**WHAT TO DO**:
Convert the items below into a two-column CSV with the header item_text,answer, one row per item, placing each item's text and its answer in separate quoted fields with line breaks replaced by spaces. Leave the pictures out.

**RAW DATA**:
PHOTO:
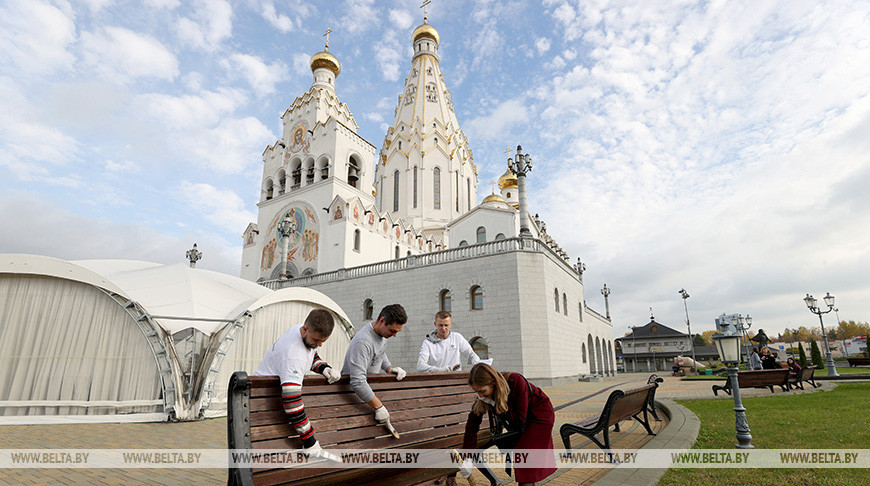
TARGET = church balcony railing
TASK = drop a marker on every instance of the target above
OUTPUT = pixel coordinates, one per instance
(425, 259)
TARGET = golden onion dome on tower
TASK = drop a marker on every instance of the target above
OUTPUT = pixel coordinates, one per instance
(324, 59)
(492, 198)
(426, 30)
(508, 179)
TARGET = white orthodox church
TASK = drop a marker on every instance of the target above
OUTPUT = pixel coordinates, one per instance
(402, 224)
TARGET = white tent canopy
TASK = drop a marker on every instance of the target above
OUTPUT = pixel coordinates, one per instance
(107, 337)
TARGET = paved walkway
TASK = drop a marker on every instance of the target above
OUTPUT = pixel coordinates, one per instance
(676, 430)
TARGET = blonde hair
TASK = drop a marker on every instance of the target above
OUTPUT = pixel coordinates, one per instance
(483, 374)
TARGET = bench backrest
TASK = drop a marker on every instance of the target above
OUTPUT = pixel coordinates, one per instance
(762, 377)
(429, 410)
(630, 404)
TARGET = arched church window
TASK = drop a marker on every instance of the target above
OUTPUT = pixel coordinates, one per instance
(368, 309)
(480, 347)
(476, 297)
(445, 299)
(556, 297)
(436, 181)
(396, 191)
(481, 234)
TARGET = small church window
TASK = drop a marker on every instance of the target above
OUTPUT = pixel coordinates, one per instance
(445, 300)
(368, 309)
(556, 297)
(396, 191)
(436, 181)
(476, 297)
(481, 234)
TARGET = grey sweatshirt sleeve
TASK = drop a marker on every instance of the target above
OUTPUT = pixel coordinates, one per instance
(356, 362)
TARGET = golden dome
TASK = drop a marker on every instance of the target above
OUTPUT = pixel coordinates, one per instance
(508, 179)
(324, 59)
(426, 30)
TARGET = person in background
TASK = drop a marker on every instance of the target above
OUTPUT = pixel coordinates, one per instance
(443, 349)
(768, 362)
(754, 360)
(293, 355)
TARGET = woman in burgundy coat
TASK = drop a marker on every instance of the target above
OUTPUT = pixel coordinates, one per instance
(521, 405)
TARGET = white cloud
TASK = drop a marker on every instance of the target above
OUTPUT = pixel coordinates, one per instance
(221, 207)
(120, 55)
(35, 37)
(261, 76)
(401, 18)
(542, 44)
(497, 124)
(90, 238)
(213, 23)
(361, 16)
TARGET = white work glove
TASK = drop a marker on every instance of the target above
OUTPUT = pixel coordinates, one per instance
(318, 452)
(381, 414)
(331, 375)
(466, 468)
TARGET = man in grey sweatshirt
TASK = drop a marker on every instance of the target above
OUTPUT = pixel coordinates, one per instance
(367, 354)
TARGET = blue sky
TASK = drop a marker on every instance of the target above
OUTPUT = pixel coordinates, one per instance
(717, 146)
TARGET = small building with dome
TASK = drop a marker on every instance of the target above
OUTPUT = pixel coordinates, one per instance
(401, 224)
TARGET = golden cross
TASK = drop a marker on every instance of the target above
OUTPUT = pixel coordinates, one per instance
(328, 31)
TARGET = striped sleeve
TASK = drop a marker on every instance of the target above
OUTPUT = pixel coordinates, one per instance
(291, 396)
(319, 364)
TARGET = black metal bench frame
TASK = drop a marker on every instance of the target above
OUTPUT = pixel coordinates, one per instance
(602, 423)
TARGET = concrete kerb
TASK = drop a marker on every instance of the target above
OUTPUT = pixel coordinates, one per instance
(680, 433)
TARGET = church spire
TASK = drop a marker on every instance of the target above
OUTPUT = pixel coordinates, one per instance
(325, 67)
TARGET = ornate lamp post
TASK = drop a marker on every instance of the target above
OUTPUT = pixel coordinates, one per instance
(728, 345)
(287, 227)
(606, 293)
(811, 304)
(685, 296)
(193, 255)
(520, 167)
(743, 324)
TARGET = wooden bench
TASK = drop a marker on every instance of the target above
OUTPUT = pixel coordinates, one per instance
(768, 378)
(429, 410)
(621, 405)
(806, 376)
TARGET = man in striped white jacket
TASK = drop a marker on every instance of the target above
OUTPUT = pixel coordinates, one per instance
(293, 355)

**OUTPUT FOR THIS TASK**:
item_text,answer
"PHOTO: TARGET = church balcony railing TASK = drop a marker on every instance of the target above OUTPUT = pixel coordinates, one per instance","(425, 259)"
"TARGET = golden onion dome on tower TASK = drop a marker on every instance of the target above OUTPUT = pixel coordinates, one per instance","(324, 59) (492, 198) (426, 30) (508, 179)"
"TARGET = white orthodox church TASK = drop a marker on every instance of the target above OUTPUT = pixel coordinates, one per instance","(402, 224)"
"TARGET = white tent canopy TASK = drop a marker on every instance of the target above OUTPUT = pixel coordinates, one per instance","(107, 337)"
"TARGET = paved walkway TASK = drop a marker on every instance of the target above OUTPUT = pixel coordinates, one per instance","(676, 430)"
"TARGET = blonde hair TASK = drop a marker on every instance of the target above OUTPUT = pixel coordinates, one per instance","(483, 374)"
"TARGET = bench backrest TASK = drop a marker on every instance of the target above OUTPUT = pixel coordinates, one per instance","(762, 377) (429, 410) (630, 404)"
"TARGET = arched church window TASK = drop a marker on every instance of the target above OUTPUT = pixel coordinates, one per instance","(368, 309) (480, 347) (476, 297) (445, 299) (556, 297) (436, 181) (396, 191) (481, 234)"
"TARGET = small church window TASK = drop a marker on every instance of the target above OUTPUT = pixel coordinates, one per instance","(445, 300) (368, 309) (556, 297) (396, 191) (436, 181) (476, 297) (481, 234)"
"TARGET = grey sweatshirt sleeve TASK = drop a marker on every instance of the target above OUTPUT = pixel coordinates, one per instance","(356, 362)"
"TARGET = golden dome TASK = drop a marker on every instance of the target above OUTPUT = pixel coordinates, one per instance","(508, 179) (324, 59) (426, 30)"
"TARGET = person in background TASK = drop a marker on every instance of the target above OUTPUT = pixel coordinates, one per instance","(443, 349) (768, 362) (754, 360) (293, 355)"
"TARGET = woman in burgundy coat TASK = drop a marker on every instance of the target above OUTPUT = pixel coordinates, one per instance","(521, 405)"
"TARGET = white cloud TASK = drop a marker on every instance of the target above OUTPUT = pixel coordinates, one per instance","(221, 207) (120, 55) (35, 37) (261, 76) (401, 18) (542, 44) (497, 124) (90, 238) (213, 23) (361, 16)"
"TARGET = white work glove TASK = drop a marker on every instance of the target above OUTPUT = pixel coordinates, one per instance","(318, 452) (381, 414) (331, 375) (466, 468)"
"TARGET = man in grey sweatshirt TASK = drop a marker on every instance of the target above OUTPUT = pixel coordinates, one per instance","(367, 354)"
"TARGET = blue sky TASK = drop a marker on every instance of the target above OUTPUT = pixel coordinates, one per instance","(717, 146)"
"TARGET = small building with dome TASK = drop a marker on every instance of the target above OUTPUT = pixel coordinates, one per instance","(401, 224)"
"TARGET = golden cross TASK = drop a marker on every instance of the target above OUTPUT = pixel coordinates, one per instance","(328, 31)"
"TARGET = striped sleeve TASK = drop a marker on every instance of the target above OUTPUT = pixel coordinates, one per instance","(291, 396) (319, 364)"
"TARGET = black metal bench frame TASK = drop a marker on every instance of the target above OUTPUT = pixel coordinates, one per instance","(602, 423)"
"TARGET = concrete kerb TASK = drop a marker on every instance of the target above OUTPUT = pixel coordinates, one per instance","(680, 433)"
"TARGET = church spire TASK = drop a marker on every instance of the target above OUTPUT = pixel coordinates, one per instance","(325, 67)"
"TARGET = ornate lamp post TASK = drop a marker on every instance of the target above OUTPUT = pixel coordinates, one per instance","(728, 345) (287, 227) (606, 293) (811, 304) (685, 296) (193, 255) (520, 167) (743, 324)"
"TARGET = wooden bench TASK = drop a marker on every instance of the target above OUTPUT = pixel coordinates, one per instance","(768, 378) (429, 410) (621, 405) (806, 376)"
"TARGET = man in striped white jacket TASK = drop a marker on every instance of the target above OUTPUT = pixel coordinates, one per instance","(293, 355)"